## The data
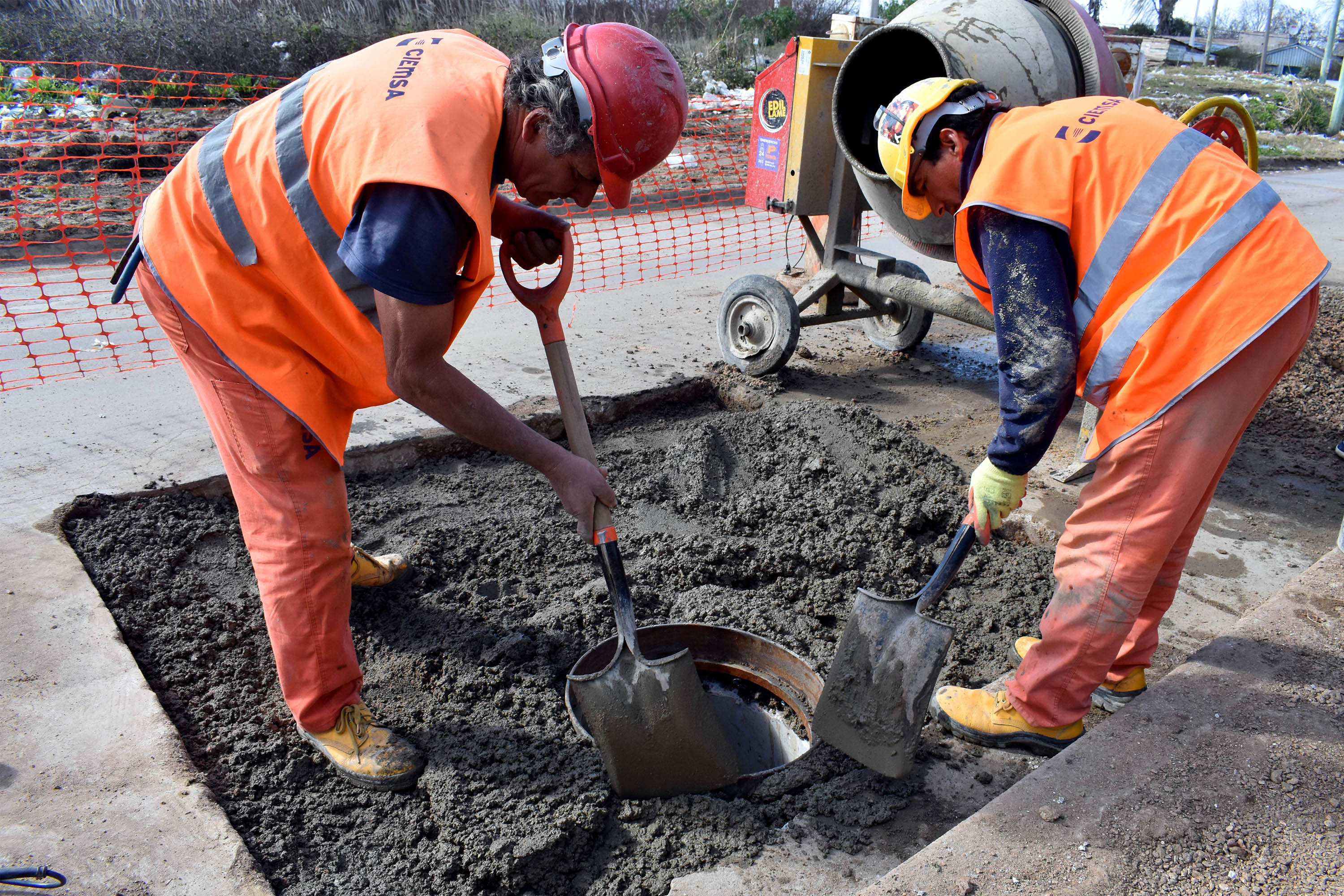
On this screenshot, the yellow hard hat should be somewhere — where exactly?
[872,78,999,220]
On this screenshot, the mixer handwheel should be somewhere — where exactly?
[718,274,802,376]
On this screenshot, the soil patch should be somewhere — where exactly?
[1219,286,1344,532]
[66,403,1052,895]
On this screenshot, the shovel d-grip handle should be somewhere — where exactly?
[500,228,574,347]
[914,514,978,612]
[500,230,624,548]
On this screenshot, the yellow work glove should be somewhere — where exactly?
[966,458,1027,544]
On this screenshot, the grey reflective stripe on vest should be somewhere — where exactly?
[1083,180,1279,405]
[276,66,374,316]
[1074,128,1214,333]
[196,116,257,267]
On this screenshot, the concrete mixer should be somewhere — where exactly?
[718,0,1124,376]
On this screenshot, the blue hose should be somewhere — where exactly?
[0,865,66,889]
[112,234,145,305]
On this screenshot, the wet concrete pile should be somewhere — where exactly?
[66,403,1051,895]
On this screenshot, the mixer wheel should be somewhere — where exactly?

## Problem statement
Ignore the images and quote every line of the listing exactly.

## Task result
On this screenshot, the yellow hard hat should be somewhere — where exactly?
[872,78,999,220]
On this screenshot, the mixer handwheel should be somewhere — where exactly?
[718,274,802,376]
On this screenshot, the soil patch should be somewhere — where exactly?
[1219,286,1344,532]
[66,403,1052,895]
On this screenshot, the shovel d-grip handle should be somewhere — where exactly?
[500,228,574,347]
[914,514,978,612]
[500,230,624,548]
On this screenshot, the yellow work glove should be somewhere — where exactly?
[966,458,1027,544]
On this screenshot, the grey reflective stripe on vest should be somewhere — where exactly?
[1083,180,1279,405]
[276,66,374,316]
[1074,128,1214,333]
[196,116,257,267]
On this screenshot, the concrete mixer should be somewhere — where exactly?
[718,0,1124,376]
On this screenshot, the blue hose should be somewhere — where exactly?
[0,865,66,889]
[112,234,145,305]
On this screenshot, the wet concrete pile should be somewhere — where exactly?
[66,403,1051,895]
On this screenshot, the mixer wheel should be somewhere — where exactly?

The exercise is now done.